◆ Listed entries
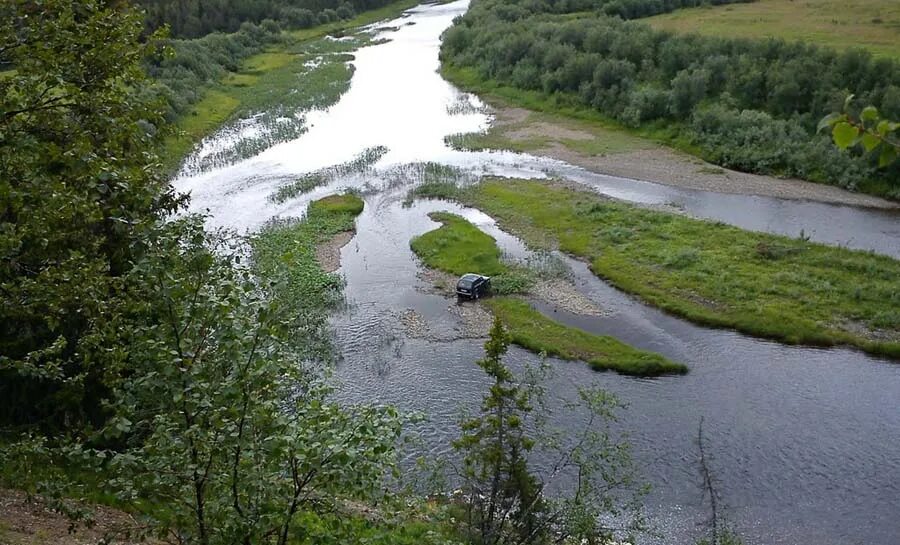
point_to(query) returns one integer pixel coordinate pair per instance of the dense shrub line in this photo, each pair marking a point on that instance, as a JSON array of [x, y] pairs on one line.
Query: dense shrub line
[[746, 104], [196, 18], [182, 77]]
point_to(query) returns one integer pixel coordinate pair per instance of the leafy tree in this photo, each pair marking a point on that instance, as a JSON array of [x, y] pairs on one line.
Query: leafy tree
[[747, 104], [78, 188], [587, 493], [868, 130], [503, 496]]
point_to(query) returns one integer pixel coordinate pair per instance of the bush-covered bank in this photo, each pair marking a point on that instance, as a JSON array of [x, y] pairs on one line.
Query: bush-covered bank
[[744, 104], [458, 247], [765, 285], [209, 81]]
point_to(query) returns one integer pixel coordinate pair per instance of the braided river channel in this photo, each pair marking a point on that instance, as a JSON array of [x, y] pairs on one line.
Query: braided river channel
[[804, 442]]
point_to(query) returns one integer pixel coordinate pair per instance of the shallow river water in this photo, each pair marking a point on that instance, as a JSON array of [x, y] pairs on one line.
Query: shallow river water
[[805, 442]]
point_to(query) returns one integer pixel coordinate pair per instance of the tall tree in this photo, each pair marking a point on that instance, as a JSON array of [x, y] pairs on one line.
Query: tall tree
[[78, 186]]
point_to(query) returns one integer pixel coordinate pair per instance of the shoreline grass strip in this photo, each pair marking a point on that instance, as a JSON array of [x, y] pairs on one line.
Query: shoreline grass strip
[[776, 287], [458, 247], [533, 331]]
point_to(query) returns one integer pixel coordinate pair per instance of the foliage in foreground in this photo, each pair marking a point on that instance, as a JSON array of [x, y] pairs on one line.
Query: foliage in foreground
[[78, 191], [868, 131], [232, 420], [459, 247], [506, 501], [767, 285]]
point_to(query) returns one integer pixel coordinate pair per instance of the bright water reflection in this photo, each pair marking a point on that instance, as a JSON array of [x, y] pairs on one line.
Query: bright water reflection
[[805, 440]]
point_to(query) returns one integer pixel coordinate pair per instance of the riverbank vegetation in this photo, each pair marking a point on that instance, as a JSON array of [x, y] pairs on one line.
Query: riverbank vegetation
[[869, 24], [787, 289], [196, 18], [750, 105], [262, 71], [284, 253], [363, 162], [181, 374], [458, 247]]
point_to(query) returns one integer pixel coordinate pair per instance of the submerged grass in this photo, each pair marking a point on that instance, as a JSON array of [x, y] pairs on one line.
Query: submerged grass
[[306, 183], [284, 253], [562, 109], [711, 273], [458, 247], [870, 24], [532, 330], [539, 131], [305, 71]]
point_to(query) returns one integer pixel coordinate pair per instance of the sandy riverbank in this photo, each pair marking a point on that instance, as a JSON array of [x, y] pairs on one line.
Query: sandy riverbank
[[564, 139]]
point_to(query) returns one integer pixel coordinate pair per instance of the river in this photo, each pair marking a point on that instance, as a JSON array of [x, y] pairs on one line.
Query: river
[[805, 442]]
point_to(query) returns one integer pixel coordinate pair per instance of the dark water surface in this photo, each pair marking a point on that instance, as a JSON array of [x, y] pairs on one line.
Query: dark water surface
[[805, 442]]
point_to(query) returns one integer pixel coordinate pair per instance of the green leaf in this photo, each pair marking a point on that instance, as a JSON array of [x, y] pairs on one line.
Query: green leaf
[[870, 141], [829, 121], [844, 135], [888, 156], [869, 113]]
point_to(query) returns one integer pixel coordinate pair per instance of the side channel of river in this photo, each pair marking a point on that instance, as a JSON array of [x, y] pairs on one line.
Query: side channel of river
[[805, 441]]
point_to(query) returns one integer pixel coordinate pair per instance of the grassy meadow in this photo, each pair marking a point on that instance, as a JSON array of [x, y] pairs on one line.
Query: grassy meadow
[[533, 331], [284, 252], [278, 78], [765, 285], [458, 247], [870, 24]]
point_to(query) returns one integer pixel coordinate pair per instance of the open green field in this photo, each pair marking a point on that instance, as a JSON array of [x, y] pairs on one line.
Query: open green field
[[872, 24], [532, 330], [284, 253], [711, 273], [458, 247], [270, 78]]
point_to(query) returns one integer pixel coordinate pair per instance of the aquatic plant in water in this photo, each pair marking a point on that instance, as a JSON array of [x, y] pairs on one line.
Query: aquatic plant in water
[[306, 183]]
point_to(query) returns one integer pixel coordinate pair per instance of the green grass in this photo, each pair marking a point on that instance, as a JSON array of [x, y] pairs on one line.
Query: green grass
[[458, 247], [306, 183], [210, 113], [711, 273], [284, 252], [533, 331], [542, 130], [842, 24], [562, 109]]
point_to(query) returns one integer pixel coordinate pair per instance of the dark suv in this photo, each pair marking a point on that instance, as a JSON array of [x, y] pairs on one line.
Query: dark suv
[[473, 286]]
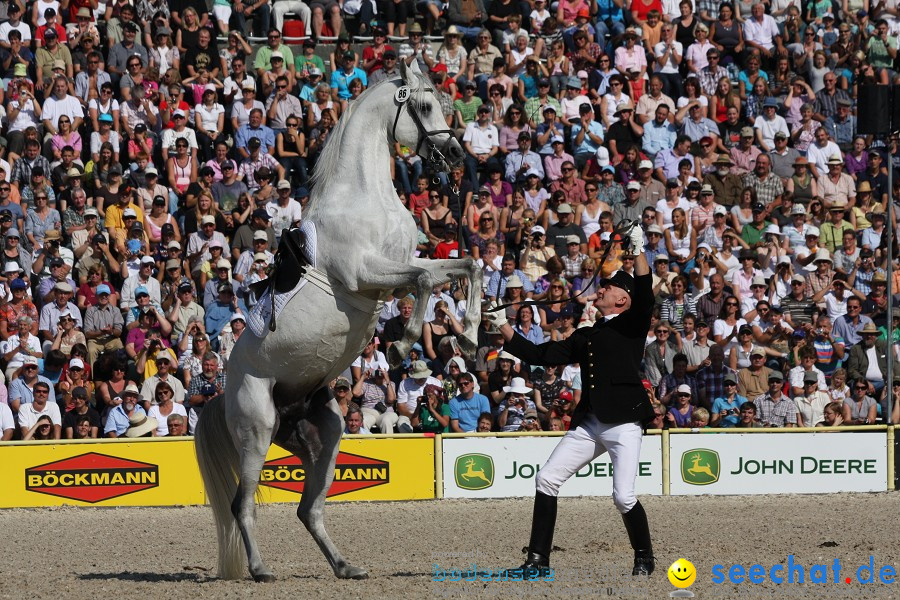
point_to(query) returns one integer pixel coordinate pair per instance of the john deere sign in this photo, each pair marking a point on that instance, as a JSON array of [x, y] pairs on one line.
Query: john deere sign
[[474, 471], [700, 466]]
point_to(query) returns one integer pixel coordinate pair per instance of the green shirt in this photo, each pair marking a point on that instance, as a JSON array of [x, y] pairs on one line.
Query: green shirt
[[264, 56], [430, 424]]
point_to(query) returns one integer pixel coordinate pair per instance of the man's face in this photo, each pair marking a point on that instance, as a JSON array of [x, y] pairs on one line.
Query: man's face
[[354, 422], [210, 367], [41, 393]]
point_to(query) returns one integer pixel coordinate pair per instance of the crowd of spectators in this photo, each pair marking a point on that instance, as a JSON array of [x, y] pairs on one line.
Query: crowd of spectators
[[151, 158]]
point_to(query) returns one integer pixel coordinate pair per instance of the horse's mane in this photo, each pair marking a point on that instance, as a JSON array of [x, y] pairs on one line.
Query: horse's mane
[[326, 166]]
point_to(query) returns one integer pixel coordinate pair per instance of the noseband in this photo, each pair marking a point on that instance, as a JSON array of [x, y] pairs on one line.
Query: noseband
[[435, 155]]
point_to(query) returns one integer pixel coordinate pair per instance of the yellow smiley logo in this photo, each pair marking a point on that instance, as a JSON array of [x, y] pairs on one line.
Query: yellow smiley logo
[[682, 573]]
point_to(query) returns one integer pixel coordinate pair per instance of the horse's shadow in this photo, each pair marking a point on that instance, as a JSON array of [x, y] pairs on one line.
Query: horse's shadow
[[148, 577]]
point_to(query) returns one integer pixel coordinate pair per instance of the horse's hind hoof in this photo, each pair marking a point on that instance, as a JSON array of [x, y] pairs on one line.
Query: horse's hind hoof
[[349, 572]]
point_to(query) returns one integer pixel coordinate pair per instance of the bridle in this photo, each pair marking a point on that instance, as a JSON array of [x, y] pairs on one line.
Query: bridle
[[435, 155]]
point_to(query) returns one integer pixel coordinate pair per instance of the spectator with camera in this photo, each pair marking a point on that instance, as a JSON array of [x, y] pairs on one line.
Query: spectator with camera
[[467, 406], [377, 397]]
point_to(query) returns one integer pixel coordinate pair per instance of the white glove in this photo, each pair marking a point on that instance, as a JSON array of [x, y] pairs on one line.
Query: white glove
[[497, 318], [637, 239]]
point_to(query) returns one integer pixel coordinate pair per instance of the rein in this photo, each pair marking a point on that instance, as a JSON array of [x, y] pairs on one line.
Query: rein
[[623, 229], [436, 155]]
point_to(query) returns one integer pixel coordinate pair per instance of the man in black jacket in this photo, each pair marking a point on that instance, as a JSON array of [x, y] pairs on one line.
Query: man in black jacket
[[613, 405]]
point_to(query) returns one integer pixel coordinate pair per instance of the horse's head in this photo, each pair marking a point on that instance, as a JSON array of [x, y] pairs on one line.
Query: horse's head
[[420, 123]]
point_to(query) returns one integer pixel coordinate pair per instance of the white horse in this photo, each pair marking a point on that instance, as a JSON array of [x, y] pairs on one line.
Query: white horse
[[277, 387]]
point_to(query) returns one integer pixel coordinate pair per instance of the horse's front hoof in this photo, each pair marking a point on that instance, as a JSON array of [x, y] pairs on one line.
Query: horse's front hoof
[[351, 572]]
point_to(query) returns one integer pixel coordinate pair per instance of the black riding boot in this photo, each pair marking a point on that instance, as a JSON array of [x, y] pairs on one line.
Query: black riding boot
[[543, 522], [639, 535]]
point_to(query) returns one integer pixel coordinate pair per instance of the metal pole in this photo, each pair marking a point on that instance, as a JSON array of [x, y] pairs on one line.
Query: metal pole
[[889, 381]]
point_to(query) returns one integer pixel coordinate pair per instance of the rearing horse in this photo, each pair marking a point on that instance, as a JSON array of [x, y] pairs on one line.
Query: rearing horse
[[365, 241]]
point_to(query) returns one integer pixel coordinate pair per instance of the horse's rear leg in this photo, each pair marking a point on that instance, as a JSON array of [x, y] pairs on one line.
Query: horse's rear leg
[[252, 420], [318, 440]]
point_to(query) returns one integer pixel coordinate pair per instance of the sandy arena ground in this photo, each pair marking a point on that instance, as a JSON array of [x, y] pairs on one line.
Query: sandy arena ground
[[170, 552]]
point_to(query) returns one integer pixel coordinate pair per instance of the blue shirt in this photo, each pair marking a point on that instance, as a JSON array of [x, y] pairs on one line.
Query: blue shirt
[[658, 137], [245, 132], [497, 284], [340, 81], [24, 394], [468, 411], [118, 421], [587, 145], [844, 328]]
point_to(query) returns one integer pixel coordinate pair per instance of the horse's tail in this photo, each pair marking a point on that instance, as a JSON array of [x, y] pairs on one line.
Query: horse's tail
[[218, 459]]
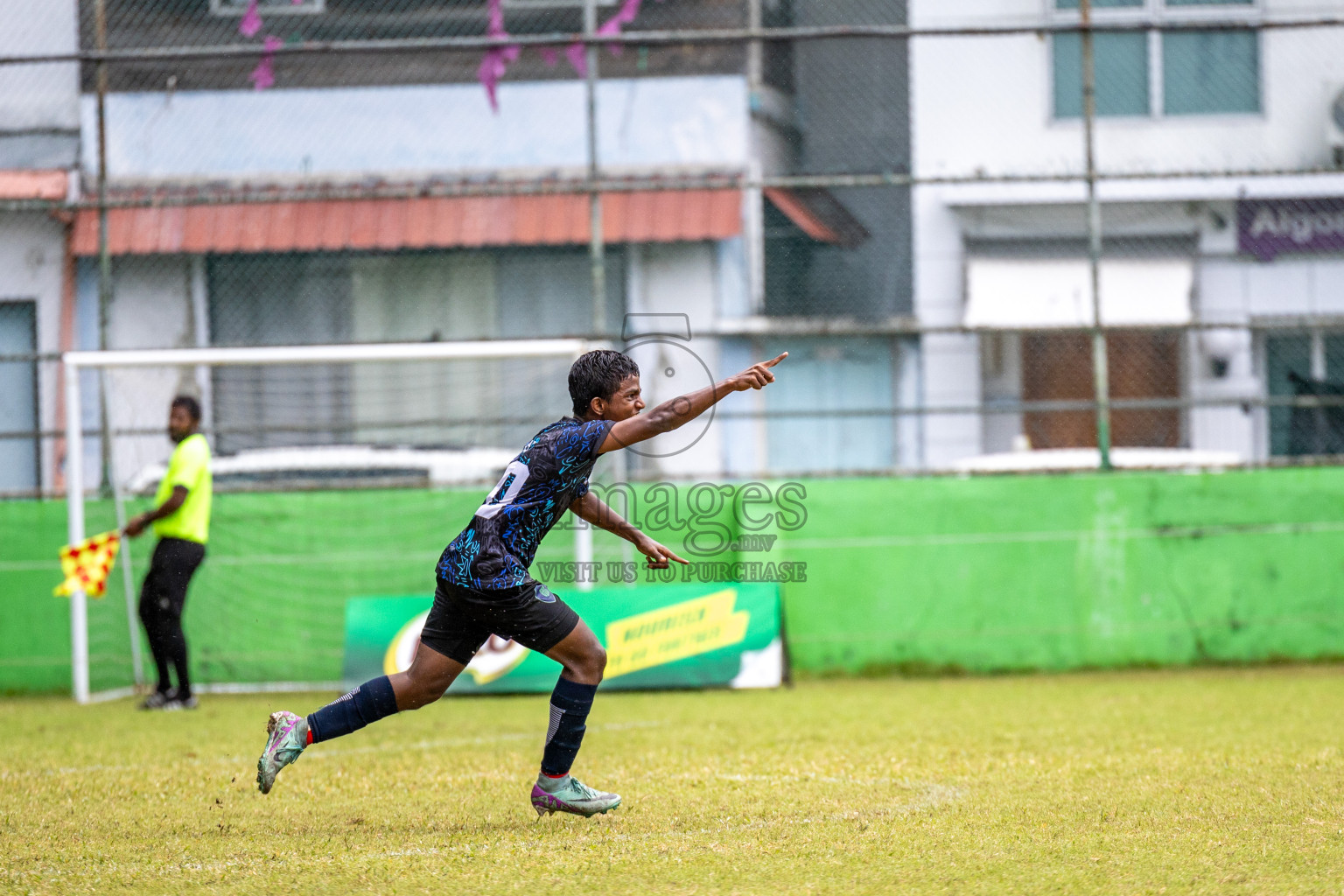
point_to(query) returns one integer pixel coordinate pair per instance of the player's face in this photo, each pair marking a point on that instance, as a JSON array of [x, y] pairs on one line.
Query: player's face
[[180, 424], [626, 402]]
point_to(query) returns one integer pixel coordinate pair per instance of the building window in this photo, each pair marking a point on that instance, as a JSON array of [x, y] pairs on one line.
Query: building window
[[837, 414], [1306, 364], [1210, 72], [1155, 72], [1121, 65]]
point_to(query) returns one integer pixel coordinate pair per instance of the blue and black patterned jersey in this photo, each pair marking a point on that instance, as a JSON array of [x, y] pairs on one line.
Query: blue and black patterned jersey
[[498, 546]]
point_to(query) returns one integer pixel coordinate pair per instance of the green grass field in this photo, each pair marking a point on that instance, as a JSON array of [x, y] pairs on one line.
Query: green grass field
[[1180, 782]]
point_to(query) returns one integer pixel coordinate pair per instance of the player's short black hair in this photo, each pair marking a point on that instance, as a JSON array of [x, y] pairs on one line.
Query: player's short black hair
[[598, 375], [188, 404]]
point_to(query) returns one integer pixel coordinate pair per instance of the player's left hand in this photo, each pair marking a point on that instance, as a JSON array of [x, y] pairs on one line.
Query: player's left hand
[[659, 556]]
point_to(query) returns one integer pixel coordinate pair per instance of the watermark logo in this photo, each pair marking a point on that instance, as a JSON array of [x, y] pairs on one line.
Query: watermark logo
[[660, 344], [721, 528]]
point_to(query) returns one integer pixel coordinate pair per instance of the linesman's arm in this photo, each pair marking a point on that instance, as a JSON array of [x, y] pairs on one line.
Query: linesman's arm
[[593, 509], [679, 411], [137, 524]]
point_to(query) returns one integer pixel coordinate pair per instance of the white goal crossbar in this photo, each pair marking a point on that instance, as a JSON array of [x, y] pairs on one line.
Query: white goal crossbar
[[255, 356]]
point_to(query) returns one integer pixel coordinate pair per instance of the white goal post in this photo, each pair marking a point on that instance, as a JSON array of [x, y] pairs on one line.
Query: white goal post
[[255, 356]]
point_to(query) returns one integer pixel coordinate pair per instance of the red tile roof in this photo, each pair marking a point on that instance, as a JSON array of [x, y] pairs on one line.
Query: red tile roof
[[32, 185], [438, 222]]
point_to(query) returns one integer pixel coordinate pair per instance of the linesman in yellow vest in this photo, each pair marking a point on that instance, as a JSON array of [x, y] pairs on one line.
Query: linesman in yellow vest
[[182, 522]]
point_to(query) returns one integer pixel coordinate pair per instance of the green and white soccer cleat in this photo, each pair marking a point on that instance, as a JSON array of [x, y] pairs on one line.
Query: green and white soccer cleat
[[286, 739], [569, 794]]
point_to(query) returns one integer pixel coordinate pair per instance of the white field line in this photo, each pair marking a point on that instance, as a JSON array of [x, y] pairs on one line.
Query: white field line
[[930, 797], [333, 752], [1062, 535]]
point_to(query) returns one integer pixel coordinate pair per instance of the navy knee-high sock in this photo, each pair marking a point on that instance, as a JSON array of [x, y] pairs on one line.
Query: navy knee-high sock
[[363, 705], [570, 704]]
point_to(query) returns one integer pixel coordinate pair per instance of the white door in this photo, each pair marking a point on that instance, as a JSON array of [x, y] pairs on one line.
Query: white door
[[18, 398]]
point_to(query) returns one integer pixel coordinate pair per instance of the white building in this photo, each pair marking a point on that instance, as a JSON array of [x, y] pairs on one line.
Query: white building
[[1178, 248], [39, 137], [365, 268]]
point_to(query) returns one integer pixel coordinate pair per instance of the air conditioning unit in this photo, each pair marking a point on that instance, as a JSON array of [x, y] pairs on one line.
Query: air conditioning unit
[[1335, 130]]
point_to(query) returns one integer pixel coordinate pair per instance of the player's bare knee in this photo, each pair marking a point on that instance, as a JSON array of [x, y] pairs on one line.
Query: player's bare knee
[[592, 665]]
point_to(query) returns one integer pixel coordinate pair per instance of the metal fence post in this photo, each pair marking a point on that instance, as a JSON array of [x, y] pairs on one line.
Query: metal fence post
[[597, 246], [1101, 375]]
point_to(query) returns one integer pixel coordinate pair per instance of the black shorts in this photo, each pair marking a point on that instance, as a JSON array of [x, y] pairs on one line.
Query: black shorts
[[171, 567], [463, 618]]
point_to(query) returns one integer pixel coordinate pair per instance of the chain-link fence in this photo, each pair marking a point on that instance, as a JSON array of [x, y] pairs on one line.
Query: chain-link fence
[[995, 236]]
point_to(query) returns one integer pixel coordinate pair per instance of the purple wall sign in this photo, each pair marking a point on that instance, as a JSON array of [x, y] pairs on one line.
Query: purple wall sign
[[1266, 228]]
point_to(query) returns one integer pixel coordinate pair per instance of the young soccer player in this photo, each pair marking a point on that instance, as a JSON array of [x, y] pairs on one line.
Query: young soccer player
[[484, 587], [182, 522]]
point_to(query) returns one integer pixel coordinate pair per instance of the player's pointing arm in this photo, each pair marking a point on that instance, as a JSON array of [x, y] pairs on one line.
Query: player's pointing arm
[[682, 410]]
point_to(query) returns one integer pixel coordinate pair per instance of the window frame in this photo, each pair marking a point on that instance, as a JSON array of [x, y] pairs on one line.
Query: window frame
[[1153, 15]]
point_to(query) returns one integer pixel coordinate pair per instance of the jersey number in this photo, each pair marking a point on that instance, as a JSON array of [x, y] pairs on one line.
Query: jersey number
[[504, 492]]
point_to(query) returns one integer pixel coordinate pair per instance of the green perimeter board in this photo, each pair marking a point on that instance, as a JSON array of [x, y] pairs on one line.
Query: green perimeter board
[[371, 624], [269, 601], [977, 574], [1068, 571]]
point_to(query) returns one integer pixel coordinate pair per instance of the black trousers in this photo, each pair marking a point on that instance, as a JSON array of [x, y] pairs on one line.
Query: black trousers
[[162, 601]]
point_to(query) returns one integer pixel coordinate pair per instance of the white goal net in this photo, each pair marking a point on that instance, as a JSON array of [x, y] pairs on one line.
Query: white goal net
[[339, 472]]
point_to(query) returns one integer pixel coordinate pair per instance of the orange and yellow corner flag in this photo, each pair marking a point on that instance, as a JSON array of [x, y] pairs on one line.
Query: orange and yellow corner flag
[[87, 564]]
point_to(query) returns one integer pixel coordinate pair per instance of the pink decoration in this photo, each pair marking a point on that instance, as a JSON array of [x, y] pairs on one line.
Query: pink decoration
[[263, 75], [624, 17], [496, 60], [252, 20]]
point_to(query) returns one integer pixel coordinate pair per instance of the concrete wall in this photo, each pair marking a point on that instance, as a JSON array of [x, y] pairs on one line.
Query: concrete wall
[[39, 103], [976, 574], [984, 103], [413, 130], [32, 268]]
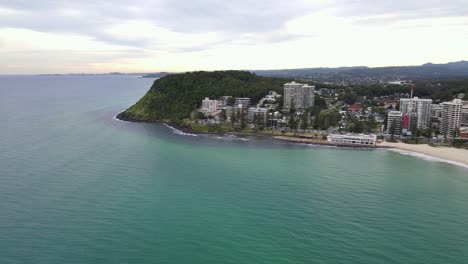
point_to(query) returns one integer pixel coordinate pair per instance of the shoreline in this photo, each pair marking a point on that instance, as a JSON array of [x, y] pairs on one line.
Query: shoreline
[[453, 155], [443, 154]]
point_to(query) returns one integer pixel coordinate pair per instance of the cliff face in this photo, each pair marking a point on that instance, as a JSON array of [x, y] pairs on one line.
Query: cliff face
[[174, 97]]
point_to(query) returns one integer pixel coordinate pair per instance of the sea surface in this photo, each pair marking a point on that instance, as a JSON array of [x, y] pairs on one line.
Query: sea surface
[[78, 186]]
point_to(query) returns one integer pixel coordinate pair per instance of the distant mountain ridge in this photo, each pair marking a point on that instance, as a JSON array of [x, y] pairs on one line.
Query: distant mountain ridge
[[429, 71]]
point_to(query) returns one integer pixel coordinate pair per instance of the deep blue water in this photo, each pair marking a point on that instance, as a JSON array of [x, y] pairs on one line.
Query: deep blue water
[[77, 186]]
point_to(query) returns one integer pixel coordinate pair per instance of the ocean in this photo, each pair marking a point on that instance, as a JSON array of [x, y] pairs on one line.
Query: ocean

◆ Objective
Copy the lines of the listing from the one holding "the metal fence" through the one holding "[[484, 587], [182, 522]]", inclusive, requests and all, but increase every coordinate in the answers by 142.

◆ Task response
point_to(query) returns one integer pixel coordinate pair per instance of the metal fence post in this photo, each pair marking a point on that instance, as a JSON array of [x, y] pairs on one line.
Query: metal fence post
[[739, 388], [1243, 517]]
point_to(query) returns one integer pixel coordinate pair per instance of the black shorts in this photo, each pair marking a point on that instance, as a JSON array of [x, y] pairs on one line.
Query: black shorts
[[313, 709], [605, 760]]
point_to(query) returns one integer pixel coordinate pair per instance of the chain-link fence in this photo, each pair marking a point on that instance, as a JSON array of [x, y] pairs on one line.
Query: chain-link fence
[[1137, 378]]
point_to(query) returns one integer pixel coordinate pair per instance of the purple wall sign in this photo, each pair marking a point on that instance, as a JSON array of [x, y] pairs on one line.
Query: purple wall sign
[[1408, 370]]
point_to(query) returns one integer pixel coordinate pair per instance of the young soccer player in this photo, each pair marking a point on that instance, as a JSON array of [x, y] pairs on one line.
Query: young soccer player
[[626, 729], [324, 664]]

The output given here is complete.